Request:
Copy the data below, beginning at the line that contains "Where can the bush" and continuing through the final line, keeping every request as it stands. Multiply each coordinate in the answer points by 2.6 and round to the nearest whole number, with halves rounded up.

Materials provided:
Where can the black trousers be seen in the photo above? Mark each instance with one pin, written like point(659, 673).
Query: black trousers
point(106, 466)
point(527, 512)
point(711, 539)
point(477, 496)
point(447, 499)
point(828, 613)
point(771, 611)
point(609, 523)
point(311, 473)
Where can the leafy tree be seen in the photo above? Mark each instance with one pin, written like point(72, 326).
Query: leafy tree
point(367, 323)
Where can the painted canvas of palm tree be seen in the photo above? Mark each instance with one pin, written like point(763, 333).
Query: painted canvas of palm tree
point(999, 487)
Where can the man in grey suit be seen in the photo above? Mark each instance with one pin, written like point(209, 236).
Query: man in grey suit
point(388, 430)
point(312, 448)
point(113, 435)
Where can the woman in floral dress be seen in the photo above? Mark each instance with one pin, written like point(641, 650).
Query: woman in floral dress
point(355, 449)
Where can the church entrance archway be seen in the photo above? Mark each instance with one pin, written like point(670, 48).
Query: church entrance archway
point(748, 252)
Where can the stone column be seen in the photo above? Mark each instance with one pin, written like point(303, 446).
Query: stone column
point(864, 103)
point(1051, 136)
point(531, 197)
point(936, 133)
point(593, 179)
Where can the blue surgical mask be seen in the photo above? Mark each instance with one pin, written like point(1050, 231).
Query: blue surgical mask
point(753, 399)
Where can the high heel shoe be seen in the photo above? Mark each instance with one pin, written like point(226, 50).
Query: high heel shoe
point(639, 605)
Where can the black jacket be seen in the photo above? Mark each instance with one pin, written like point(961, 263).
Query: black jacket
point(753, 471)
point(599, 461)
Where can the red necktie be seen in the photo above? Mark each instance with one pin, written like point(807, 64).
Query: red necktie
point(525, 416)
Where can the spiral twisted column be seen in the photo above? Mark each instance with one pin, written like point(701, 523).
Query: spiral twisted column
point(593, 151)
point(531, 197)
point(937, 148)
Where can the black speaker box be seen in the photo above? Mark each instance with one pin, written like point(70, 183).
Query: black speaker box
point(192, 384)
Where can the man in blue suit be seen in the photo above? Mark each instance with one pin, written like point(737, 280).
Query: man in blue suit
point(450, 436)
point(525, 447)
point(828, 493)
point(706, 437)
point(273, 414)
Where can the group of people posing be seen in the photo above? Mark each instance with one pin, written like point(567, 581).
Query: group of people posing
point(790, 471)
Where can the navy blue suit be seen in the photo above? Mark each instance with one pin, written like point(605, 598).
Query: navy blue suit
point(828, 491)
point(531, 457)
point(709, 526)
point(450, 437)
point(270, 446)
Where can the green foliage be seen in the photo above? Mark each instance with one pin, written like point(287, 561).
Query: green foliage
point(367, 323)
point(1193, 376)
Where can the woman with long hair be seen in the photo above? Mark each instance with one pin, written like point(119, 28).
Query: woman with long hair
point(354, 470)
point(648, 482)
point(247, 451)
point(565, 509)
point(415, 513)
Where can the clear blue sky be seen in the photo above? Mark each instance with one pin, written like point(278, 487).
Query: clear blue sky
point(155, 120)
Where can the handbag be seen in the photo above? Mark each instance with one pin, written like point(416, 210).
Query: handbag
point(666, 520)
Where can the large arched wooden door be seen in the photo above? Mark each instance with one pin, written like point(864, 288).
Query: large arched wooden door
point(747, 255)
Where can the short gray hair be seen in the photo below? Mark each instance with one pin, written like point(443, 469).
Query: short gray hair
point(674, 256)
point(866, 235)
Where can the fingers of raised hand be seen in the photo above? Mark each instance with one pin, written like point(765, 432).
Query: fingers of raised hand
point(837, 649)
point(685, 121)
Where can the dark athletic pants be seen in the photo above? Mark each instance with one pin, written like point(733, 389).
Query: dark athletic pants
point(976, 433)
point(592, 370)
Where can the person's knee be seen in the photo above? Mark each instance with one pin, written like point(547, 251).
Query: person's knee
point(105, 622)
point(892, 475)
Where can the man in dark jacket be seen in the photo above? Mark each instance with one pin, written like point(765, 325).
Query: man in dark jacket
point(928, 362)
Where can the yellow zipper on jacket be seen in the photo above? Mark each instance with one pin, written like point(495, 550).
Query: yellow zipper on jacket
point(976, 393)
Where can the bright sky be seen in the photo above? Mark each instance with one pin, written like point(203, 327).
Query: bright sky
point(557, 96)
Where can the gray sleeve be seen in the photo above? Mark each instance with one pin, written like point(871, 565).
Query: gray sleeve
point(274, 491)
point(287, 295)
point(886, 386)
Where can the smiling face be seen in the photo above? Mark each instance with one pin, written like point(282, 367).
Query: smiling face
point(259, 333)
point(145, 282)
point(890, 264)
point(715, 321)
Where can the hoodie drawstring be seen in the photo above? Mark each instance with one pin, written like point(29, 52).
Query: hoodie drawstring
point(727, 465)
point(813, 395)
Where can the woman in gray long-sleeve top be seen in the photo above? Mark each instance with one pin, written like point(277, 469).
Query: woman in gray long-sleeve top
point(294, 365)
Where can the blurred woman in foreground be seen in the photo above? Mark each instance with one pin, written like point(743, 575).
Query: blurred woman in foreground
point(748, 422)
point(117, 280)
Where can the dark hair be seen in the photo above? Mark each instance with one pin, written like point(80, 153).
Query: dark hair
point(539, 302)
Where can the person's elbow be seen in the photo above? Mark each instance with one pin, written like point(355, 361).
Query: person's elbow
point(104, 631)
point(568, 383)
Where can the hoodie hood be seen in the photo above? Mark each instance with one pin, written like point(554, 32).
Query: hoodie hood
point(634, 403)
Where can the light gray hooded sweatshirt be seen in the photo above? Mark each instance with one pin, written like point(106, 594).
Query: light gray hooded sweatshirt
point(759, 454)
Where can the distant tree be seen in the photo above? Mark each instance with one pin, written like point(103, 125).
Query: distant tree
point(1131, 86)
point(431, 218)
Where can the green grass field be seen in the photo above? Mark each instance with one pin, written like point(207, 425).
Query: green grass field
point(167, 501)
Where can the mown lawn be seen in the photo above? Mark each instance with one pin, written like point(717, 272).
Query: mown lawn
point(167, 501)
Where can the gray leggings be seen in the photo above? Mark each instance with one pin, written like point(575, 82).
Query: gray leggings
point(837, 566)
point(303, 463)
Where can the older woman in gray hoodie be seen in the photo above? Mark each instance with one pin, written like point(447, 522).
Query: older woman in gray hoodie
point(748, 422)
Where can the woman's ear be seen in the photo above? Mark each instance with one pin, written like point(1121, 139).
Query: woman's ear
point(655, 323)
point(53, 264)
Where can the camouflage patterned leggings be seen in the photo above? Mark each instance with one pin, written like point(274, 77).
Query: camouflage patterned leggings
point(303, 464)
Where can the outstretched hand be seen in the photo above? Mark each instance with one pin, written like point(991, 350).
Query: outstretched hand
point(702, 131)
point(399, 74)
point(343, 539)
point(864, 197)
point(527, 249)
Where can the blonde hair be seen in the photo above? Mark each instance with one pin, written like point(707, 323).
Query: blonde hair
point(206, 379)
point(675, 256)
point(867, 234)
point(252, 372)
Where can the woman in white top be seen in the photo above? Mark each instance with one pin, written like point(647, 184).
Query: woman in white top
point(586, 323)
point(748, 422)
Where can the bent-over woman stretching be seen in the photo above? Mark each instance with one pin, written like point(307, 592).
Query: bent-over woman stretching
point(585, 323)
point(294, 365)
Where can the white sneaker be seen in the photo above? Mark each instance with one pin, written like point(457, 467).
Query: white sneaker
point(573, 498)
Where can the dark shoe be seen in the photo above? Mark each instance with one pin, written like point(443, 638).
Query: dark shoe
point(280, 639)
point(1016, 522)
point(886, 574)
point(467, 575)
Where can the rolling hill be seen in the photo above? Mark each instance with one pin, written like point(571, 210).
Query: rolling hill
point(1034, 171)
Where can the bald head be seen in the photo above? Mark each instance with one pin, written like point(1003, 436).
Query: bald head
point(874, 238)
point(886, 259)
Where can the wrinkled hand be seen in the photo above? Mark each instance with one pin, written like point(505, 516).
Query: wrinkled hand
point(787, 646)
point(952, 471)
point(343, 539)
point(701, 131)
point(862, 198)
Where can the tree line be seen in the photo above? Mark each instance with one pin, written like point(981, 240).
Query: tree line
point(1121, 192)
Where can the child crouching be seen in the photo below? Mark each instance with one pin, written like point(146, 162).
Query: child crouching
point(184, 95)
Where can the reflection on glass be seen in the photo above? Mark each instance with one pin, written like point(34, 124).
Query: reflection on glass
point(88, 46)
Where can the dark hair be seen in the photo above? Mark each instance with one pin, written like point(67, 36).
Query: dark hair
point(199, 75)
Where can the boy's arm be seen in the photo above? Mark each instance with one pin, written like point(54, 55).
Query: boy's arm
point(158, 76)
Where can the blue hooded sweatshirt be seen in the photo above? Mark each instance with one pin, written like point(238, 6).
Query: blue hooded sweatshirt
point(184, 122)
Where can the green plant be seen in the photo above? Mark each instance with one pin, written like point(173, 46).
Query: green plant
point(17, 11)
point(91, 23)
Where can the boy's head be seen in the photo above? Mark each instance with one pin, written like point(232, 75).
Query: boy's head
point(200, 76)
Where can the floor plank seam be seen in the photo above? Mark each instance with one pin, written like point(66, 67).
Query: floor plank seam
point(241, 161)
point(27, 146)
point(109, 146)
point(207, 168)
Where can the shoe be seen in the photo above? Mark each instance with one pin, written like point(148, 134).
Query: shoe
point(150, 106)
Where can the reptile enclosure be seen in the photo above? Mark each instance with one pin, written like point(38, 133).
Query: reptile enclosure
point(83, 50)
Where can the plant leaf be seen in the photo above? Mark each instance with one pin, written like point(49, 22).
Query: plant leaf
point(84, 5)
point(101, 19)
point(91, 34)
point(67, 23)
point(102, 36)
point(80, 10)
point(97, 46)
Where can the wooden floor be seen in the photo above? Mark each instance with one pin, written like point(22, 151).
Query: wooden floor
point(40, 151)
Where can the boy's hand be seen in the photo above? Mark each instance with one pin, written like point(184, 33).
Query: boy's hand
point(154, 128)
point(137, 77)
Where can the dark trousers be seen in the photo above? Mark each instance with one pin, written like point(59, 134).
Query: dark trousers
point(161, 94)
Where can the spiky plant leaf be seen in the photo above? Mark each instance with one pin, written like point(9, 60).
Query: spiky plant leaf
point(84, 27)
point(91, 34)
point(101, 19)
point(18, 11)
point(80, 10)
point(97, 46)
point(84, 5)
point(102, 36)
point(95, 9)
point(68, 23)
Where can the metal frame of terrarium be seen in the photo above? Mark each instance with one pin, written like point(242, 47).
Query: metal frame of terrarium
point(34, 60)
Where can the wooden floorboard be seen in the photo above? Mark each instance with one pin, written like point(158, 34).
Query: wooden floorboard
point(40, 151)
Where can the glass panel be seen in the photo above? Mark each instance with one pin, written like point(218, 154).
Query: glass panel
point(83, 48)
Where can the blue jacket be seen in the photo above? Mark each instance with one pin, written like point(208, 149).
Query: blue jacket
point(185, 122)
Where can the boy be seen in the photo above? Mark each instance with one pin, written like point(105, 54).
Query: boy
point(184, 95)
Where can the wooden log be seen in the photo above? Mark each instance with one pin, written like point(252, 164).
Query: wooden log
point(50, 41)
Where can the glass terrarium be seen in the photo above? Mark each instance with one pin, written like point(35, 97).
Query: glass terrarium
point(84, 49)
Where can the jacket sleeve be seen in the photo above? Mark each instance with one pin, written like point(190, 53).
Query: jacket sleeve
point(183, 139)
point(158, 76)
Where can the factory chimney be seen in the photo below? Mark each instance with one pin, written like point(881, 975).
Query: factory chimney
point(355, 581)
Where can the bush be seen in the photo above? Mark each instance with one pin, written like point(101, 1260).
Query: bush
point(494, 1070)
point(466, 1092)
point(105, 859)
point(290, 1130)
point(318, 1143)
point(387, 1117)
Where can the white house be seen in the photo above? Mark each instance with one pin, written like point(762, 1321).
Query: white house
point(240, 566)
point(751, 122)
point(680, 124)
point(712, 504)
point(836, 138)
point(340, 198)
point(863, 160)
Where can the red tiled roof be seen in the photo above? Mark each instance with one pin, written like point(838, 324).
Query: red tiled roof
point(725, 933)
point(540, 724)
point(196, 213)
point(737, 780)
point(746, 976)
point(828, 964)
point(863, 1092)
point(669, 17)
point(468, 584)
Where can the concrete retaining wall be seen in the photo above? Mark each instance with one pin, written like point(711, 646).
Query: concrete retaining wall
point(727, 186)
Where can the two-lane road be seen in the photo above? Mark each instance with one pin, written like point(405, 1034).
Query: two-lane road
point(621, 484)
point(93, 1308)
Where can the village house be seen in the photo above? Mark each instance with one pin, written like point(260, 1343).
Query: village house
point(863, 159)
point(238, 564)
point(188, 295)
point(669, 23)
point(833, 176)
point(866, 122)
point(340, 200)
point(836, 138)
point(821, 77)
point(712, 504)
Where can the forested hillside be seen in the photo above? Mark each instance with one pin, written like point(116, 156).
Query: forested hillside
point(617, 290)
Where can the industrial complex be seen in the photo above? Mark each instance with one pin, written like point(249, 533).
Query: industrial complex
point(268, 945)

Response:
Where can the bush be seen in the photo above? Mark each instance with one pin, written like point(101, 1260).
Query: bush
point(1284, 2782)
point(1212, 2839)
point(273, 2233)
point(754, 2938)
point(827, 2972)
point(1006, 2904)
Where can the white house be seen in the photo above? Mark each instance with one pin, written like point(762, 1321).
Query: white house
point(624, 1472)
point(1953, 317)
point(1768, 322)
point(1851, 1310)
point(2174, 359)
point(884, 515)
point(2244, 416)
Where can the red tiled roof be seen in the photo above? Mark each instance with one pin, written like point(838, 324).
Query: red tiled roof
point(1885, 2426)
point(1404, 1882)
point(510, 554)
point(1916, 2028)
point(1940, 2538)
point(2153, 2506)
point(2244, 2839)
point(1739, 44)
point(1217, 1518)
Where can the concrete retaining wall be seen in the photo above? Mark each instance with one pin, written like point(711, 646).
Query: concrete retaining wall
point(1890, 484)
Where can the two-lane road be seen in the photo above? Mark each instance with one pin, written like point(405, 1034).
Query: two-lane road
point(1615, 1258)
point(242, 3401)
Where can the village house be seen in the photo above? Mark each instance with one pin, written like point(260, 1343).
Query: village house
point(2244, 413)
point(619, 1466)
point(489, 767)
point(1739, 60)
point(2166, 458)
point(2252, 317)
point(884, 520)
point(2174, 359)
point(2135, 200)
point(1851, 1310)
Where can the forested hillside be seen in the photo above? Mark each instance with one pin, written like point(116, 156).
Query: forested hillside
point(1604, 754)
Where can the industrial complex be seen in the photo above? Mark each instance with one pin, written like point(249, 533).
Query: industrial complex
point(697, 2457)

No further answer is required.